__DOCUMENT SECTION__
◆ ◆ ◆ ◆

How to uppercase a u32string (char32_t) with a specific locale? - c++

On Windows with Visual Studio 2017 I can use the following code to uppercase a u32string (which is based on char32_t):
#include <locale>
#include <iostream>
#include <string>
void toUpper(std::u32string& u32str, std::string localeStr)
{
std::locale locale(localeStr);
for (unsigned i = 0; i<u32str.size(); ++i)
u32str[i] = std::toupper(u32str[i], locale);
}
The same thing is not working with macOS and XCode.
I'm getting such errors:
/Applications/Xcode.app/Contents/Developer/Toolchains/XcodeDefault.xctoolchain/usr/bin/../include/c++/v1/__locale:795:44: error: implicit instantiation of undefined template 'std::__1::ctype<char32_t>'
return use_facet<ctype<_CharT> >(__loc).toupper(__c);
Is there a portable way of doing this?

◆ ◆ ◆ ◆

__PROBLEM REQUIREMENTS__
Resume the forum thread on uppercasing a u32string with a specific locale, carrying it on from its final sentence.

◆ ◆ ◆ ◆

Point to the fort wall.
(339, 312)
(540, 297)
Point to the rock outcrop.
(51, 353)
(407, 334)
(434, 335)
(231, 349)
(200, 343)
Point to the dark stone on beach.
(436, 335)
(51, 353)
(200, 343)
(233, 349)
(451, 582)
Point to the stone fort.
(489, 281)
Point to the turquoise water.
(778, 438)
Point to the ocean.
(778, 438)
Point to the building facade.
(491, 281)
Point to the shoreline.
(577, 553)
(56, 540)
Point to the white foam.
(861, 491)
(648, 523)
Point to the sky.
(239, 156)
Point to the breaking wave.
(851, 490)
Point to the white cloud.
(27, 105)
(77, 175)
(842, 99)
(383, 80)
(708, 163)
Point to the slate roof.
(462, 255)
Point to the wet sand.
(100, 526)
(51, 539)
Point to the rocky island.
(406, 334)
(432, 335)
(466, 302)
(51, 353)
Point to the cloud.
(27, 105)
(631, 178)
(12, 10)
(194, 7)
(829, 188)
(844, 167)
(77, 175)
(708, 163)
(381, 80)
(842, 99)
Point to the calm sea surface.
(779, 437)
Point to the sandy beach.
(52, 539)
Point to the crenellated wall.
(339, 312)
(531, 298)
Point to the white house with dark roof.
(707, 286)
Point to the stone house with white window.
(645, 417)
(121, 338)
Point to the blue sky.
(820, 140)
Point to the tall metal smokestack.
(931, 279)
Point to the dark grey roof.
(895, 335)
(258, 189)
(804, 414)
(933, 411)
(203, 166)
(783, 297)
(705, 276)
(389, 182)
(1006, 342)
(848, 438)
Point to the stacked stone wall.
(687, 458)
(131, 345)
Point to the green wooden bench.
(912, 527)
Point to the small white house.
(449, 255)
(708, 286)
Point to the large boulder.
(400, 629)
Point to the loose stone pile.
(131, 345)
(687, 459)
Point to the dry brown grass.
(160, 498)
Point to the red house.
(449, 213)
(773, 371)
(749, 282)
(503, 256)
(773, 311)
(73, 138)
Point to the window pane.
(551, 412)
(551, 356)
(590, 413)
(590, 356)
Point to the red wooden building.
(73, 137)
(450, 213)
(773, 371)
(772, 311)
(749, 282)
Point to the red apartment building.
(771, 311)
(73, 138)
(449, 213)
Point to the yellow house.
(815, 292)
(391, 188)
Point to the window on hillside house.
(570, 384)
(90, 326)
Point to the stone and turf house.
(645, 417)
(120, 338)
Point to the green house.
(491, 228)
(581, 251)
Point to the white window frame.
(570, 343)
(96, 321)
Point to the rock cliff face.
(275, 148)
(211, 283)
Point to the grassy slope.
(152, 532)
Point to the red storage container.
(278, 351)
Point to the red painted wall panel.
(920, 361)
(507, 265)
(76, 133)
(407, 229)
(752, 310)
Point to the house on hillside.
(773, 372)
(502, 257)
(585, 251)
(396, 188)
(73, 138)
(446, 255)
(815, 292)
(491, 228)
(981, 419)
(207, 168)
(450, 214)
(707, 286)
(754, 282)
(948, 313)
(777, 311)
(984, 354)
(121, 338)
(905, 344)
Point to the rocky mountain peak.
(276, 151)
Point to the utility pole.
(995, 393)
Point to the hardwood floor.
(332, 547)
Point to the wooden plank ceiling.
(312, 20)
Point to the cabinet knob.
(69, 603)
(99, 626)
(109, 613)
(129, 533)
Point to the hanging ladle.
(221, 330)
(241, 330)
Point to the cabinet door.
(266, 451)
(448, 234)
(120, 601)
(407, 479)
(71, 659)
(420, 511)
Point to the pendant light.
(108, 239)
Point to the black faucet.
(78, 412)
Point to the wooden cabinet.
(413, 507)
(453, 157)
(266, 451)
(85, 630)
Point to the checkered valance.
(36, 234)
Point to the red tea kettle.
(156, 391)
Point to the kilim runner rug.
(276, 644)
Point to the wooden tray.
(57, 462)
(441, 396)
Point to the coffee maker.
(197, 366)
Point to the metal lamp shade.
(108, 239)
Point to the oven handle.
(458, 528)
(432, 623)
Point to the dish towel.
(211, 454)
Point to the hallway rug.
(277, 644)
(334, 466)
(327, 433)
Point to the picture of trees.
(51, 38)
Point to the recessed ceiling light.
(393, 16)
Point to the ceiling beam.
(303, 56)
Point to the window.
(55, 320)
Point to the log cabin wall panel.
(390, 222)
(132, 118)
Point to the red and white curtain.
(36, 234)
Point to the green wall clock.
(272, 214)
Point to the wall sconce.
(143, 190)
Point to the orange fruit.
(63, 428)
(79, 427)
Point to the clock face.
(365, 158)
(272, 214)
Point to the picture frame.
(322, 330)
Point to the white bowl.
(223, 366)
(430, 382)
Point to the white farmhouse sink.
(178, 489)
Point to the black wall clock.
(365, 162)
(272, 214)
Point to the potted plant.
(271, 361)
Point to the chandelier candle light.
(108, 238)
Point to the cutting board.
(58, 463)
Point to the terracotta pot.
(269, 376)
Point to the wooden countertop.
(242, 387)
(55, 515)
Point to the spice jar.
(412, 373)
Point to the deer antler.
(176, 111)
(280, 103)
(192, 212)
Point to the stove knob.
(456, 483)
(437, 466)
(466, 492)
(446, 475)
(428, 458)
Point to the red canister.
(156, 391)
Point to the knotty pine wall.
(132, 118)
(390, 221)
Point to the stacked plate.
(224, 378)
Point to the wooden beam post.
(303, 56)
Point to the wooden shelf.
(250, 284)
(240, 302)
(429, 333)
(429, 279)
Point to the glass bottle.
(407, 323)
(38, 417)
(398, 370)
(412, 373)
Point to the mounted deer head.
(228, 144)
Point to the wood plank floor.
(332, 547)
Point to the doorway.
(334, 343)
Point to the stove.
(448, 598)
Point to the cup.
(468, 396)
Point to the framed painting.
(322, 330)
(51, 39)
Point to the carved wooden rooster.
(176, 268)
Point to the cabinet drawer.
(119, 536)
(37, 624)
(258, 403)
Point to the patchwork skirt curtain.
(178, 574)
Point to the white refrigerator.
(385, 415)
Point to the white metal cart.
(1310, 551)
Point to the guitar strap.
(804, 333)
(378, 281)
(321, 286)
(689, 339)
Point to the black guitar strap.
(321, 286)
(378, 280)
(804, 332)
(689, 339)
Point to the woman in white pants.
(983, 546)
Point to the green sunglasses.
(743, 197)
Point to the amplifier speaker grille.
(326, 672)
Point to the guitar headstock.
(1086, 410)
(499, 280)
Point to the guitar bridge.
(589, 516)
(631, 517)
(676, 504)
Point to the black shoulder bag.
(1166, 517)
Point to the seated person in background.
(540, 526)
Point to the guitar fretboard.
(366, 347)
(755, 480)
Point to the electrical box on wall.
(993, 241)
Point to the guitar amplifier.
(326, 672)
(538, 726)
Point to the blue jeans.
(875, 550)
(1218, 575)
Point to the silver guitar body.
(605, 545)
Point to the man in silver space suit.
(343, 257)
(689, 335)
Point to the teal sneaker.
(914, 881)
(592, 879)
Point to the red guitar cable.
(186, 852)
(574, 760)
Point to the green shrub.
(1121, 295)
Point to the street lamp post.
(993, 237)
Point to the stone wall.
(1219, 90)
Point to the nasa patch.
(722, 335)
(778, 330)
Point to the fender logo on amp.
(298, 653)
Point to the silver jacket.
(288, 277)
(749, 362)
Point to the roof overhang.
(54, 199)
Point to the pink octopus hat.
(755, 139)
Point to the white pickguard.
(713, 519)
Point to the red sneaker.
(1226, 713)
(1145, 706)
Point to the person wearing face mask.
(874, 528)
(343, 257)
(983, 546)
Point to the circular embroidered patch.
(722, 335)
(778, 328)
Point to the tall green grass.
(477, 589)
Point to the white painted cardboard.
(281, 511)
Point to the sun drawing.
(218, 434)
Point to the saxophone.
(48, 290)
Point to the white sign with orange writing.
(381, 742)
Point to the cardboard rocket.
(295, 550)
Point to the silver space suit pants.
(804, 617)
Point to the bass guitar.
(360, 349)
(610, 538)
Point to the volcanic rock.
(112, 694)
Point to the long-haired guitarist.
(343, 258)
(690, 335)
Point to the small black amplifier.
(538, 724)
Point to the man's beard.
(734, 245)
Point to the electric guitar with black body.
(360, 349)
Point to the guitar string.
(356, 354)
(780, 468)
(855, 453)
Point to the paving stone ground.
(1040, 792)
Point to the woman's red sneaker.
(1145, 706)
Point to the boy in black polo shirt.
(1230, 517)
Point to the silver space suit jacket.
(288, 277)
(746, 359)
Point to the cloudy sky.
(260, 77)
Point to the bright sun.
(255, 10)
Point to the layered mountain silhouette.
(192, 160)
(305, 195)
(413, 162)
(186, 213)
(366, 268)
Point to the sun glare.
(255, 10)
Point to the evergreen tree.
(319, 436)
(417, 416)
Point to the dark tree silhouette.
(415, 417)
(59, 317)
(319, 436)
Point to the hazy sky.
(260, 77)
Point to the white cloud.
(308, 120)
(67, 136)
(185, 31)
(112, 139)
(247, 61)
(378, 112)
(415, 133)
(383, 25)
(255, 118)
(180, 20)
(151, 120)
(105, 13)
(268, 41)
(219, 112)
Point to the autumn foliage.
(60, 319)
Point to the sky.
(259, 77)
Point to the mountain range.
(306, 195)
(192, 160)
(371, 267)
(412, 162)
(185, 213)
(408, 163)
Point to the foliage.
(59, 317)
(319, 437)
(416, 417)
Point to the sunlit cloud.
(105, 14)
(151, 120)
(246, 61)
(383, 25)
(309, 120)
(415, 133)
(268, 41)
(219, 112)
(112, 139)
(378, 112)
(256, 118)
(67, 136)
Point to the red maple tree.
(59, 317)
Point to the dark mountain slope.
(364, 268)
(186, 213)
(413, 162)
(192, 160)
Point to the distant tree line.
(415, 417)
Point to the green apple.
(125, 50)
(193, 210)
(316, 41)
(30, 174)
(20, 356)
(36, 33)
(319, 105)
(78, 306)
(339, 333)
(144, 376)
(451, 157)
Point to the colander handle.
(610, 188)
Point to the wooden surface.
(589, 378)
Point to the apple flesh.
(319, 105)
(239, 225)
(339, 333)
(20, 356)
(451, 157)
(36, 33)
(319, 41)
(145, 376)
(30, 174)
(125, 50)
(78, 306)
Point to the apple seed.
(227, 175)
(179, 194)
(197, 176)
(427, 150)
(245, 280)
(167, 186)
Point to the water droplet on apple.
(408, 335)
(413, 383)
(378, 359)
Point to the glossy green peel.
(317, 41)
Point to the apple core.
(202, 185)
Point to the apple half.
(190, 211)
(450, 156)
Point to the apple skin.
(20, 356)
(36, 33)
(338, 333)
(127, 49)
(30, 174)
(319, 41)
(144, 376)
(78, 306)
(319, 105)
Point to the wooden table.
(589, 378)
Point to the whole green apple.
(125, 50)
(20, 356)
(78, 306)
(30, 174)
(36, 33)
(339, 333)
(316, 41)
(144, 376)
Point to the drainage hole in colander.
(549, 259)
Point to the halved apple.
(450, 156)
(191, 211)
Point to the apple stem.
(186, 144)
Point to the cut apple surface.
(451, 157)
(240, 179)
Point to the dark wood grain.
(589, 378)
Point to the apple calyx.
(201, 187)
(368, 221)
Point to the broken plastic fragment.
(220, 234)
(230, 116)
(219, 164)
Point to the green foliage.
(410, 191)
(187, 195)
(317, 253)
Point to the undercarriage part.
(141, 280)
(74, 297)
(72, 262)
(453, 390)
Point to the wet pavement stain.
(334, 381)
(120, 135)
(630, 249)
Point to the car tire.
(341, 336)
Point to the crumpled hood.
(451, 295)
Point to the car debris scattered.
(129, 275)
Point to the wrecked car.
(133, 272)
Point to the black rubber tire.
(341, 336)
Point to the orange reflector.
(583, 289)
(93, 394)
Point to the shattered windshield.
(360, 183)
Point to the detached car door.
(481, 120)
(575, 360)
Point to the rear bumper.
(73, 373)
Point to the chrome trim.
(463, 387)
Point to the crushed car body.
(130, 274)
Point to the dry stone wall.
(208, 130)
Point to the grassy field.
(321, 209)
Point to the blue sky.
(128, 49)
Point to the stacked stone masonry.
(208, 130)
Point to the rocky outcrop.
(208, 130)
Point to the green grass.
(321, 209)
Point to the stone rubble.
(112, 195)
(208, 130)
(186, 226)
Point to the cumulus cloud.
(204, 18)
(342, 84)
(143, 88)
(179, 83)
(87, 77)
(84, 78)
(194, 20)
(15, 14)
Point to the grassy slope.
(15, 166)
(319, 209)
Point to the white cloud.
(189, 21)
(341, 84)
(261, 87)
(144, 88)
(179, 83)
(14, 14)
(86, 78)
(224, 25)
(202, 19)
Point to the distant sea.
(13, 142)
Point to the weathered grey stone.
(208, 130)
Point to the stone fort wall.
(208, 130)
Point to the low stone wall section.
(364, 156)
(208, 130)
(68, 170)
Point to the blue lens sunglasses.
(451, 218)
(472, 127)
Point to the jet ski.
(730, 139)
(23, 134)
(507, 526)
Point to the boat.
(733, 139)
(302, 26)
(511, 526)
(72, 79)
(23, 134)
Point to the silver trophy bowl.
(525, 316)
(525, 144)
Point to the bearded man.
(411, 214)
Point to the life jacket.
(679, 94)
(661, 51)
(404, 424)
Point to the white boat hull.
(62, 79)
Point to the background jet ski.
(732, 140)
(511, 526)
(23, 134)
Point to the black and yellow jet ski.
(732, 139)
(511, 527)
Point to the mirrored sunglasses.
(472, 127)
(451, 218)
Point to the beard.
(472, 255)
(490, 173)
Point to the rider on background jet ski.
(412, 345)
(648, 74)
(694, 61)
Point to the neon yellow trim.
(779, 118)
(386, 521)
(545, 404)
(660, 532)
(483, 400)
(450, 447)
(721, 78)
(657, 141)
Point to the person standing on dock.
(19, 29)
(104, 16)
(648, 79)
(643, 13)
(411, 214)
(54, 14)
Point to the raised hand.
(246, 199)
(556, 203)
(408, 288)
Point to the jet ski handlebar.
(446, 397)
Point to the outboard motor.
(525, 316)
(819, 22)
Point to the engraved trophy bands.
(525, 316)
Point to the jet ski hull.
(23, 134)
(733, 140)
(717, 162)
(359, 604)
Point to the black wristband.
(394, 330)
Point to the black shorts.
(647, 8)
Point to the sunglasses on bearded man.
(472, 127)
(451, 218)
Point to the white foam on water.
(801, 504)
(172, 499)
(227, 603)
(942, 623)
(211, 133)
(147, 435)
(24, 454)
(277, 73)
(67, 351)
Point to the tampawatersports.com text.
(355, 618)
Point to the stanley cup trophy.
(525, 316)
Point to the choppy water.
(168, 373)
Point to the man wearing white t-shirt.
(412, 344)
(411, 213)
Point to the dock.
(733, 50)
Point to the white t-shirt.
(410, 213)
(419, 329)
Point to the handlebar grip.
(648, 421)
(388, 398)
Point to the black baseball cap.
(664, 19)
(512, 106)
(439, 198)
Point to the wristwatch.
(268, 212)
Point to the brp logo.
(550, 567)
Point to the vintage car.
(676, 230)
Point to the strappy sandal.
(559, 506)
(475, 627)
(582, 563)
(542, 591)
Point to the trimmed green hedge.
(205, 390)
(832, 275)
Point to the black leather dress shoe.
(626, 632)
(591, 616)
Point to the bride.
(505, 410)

◆ ◆ ◆ ◆

__TASK ANSWER__
I have found a solution:
Instead of using std::u32string I'm now using std::string with utf8 encoding.
Conversion from std::u32string to std::string (utf8) can be done via utf8-cpp: http://utfcpp.sourceforge.net/
It's needed to convert the utf8 string to std::wstring (because std::toupper is not implemented on all platforms for std::u32string).
void toUpper(std::string& str, std::string localeStr)
{
//unicode to wide string converter
std::wstring_convert<std::codecvt_utf8_utf16<wchar_t>> converter;
//convert to wstring (because std::toupper is not implemented on all platforms for u32string)
std::wstring wide = converter.from_bytes(str);
std::locale locale;
try
{
locale = std::locale(localeStr);
}
catch(const std::exception&)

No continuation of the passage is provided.